Поскольку это выходит за рамки основной темы, ограничусь кратким комментарием: в японской гуманитарной науке редко обращают внимание на то, что подобные утверждения, как я уже отмечал, противоречат традиции гуманитарной мысли. Но именно из-за этого вызов, который бросили Негри и Хардт, был настолько важен. Чтобы понять их позицию, нужно не только осознать важность этого парадокса, но и обладать гибкостью мышления, необходимой для его осмысления. В ином случае «Империя» может быть воспринята как еще одна книжка о международной политике, где просто анализируются механизмы, благодаря которым сверхдержава по имени США после холодной войны получила ярлык Империи. Такие неверные трактовки действительно были на слуху. После терактов 11 сентября 2001 года («Империя» была опубликована годом ранее) часто звучали слова о том, что идеи «Империи» устарели, а мир вступает в «постимперскую эпоху»[114]. Однако подобные замечания не имеют никакого отношения к замыслу Негри и Хардта, ведь они называли Империей тот политический порядок, который порождает именно глобализация. Этот порядок продолжает свою экспансию, независимо от того, существует в международной политике «государство-гегемон» наподобие США или нет. Пока человечество ведет свою экономическую деятельность в нынешнем виде, Империя будет существовать.
Тем не менее между идеями, изложенными в «Империи», и подходом настоящей книги существуют различия. Негри и Хардт рассматривали «переход» от системы национальных государств к системе Империи, предполагая, что эпоха национальных государств вскоре завершится и ей на смену придет эпоха Империи (по крайне мере такой вывод можно сделать из их работы). В своей книге я, наоборот, рассматриваю ситуацию сосуществования двух режимов.

» Исходные материалы
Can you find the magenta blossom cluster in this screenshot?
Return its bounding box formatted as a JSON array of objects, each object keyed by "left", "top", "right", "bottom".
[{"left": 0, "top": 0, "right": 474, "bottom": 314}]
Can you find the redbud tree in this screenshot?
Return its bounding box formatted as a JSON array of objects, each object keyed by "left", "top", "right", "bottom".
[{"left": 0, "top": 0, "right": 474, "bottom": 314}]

==

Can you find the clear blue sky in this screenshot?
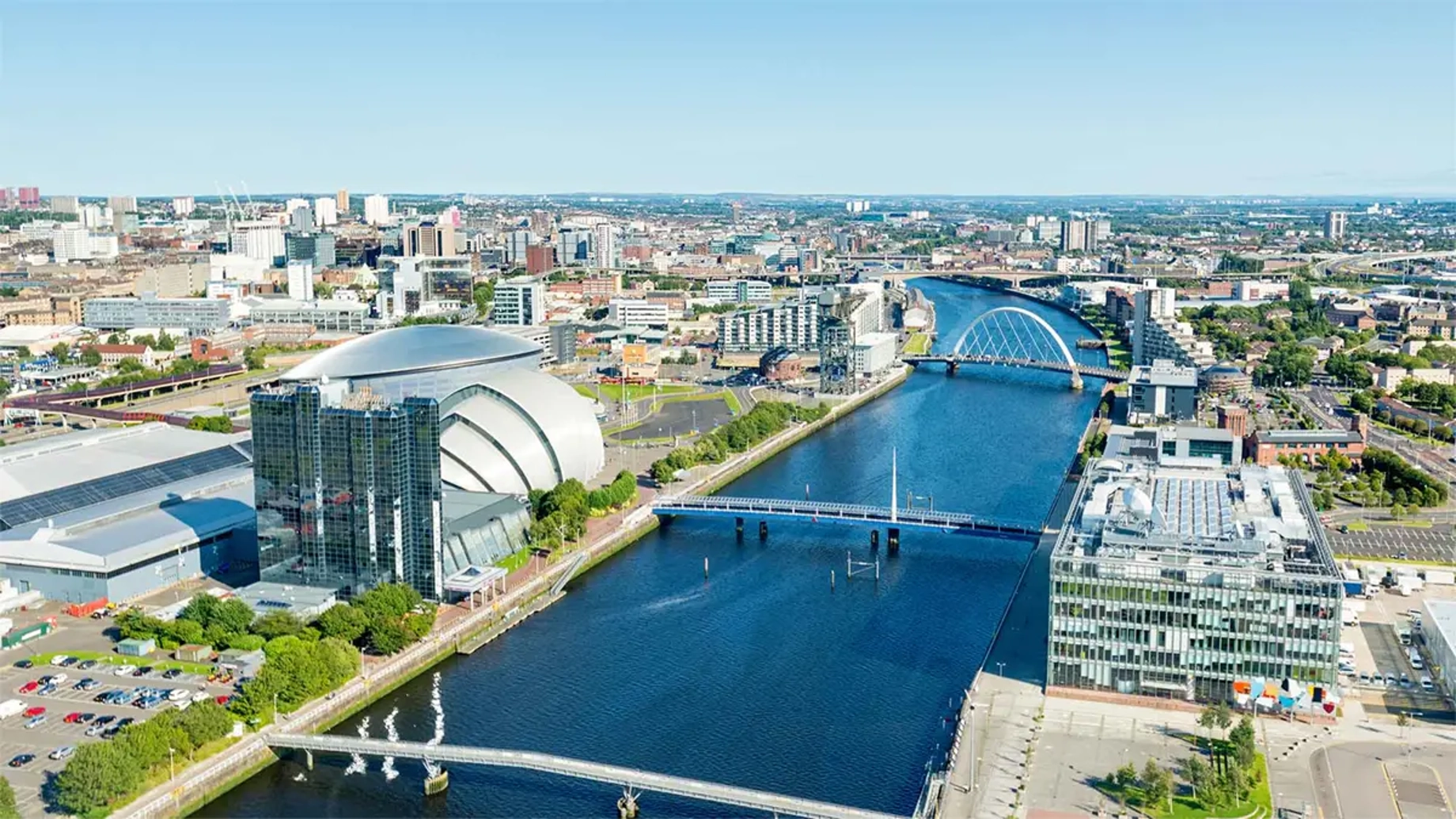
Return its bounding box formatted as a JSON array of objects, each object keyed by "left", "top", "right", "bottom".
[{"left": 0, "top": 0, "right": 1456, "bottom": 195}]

» Задача
Обновите отрывок о книге Негри и Хардта, начиная со слов «Тем не менее» и далее вплоть до слов «сосуществования двух режимов.»: перепишите этот фрагмент, поставив «суверенных государств» вместо «национальных государств».

» Ответ
Тем не менее между идеями, изложенными в «Империи», и подходом настоящей книги существуют различия. Негри и Хардт рассматривали «переход» от системы суверенных государств к системе Империи, предполагая, что эпоха суверенных государств вскоре завершится и ей на смену придет эпоха Империи (по крайне мере такой вывод можно сделать из их работы). В своей книге я, наоборот, рассматриваю ситуацию сосуществования двух режимов.